**EXERCISE AIM**
From the line containing "point: distant tree" down to the last line of the records below, copy every line exactly. Leave out everything before it.

**MATERIAL FOR THE TASK**
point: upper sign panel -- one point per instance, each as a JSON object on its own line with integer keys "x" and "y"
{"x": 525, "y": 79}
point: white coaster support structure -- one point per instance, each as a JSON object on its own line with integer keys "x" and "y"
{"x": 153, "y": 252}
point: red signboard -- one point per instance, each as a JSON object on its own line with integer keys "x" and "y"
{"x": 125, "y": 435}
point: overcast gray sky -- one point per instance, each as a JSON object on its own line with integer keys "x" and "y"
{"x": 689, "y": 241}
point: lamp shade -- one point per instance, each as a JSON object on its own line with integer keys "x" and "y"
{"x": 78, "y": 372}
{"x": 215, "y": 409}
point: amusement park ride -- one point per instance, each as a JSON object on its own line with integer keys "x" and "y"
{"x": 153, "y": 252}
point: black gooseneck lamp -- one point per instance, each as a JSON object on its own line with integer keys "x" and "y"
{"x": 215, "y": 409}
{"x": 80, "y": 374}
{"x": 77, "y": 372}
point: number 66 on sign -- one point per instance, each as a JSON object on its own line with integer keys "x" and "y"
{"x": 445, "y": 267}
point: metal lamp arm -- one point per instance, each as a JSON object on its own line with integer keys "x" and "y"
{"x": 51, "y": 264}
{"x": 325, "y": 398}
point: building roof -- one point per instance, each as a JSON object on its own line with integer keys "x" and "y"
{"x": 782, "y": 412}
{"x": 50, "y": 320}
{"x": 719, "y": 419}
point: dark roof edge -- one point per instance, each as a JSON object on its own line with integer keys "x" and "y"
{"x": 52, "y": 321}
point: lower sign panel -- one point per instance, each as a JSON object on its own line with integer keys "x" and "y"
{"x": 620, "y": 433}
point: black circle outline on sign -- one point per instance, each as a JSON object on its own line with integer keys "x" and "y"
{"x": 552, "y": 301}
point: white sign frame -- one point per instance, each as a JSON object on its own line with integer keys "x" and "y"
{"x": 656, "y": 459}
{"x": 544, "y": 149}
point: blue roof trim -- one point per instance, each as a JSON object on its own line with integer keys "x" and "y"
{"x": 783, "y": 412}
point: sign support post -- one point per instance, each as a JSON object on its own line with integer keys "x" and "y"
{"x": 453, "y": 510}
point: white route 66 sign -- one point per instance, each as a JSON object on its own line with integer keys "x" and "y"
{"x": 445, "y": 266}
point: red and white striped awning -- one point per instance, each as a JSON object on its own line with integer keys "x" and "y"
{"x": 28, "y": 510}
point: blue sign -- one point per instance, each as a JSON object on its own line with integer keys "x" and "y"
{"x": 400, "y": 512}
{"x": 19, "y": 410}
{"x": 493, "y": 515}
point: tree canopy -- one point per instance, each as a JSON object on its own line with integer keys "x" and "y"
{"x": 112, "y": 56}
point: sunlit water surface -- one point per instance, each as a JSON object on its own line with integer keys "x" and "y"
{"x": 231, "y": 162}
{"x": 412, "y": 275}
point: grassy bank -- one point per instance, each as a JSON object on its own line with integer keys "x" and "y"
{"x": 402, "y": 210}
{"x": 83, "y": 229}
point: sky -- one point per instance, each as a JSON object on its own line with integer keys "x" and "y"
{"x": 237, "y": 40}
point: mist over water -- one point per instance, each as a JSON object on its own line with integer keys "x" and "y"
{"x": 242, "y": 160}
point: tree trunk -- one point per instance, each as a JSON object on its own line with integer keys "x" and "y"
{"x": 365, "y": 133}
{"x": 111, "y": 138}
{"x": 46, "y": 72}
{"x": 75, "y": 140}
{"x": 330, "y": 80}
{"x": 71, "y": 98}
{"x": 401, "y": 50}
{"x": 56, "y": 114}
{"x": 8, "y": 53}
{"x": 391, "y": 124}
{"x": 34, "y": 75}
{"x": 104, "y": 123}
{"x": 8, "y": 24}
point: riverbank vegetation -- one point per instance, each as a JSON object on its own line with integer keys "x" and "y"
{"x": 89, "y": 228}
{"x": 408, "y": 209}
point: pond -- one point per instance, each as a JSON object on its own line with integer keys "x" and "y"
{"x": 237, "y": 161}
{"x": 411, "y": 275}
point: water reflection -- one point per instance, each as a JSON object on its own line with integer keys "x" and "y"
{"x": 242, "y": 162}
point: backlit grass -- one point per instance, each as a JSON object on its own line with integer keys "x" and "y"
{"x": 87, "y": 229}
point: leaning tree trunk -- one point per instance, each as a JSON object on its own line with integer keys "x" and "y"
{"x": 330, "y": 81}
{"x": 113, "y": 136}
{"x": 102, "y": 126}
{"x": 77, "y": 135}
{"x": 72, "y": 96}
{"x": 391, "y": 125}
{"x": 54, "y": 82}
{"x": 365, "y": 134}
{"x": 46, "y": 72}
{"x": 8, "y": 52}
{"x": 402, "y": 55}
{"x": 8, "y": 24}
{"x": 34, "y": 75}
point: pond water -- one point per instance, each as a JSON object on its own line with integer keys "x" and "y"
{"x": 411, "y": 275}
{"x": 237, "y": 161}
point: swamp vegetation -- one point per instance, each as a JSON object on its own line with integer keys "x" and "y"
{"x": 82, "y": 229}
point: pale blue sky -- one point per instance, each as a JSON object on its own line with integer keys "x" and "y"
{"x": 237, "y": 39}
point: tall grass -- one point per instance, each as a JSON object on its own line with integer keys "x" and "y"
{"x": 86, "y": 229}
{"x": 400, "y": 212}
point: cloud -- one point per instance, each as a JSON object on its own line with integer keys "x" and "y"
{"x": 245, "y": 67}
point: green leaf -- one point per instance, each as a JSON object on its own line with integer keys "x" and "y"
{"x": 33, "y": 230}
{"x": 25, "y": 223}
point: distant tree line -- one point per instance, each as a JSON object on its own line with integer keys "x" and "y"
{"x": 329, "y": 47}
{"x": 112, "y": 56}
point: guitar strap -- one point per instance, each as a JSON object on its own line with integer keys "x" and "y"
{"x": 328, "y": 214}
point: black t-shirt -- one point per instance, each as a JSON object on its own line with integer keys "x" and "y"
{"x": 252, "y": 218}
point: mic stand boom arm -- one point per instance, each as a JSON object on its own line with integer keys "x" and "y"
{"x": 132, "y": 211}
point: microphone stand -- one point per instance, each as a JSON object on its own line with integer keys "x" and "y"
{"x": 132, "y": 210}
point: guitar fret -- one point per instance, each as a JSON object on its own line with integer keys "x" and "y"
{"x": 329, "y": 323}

**FINISHED TASK**
point: distant tree line -- one point per instance, each as a JSON object on its own line with integer keys "x" and "y"
{"x": 329, "y": 47}
{"x": 112, "y": 56}
point: guitar strap -- one point per instance, each as a JSON object on its own line with integer keys "x" and "y"
{"x": 328, "y": 214}
point: black t-shirt -- one point per instance, each as a JSON object on its own line with integer keys "x" and "y"
{"x": 252, "y": 218}
point: mic stand boom arm -- one point per instance, each as a JSON object on its own line with integer keys "x" and "y"
{"x": 132, "y": 211}
point: microphone stand -- one point per instance, each as a JSON object on its own line with integer keys "x" and "y"
{"x": 132, "y": 210}
point: guitar fret -- one point per instance, each as a JSON object on its own line with integer keys "x" and "y"
{"x": 329, "y": 323}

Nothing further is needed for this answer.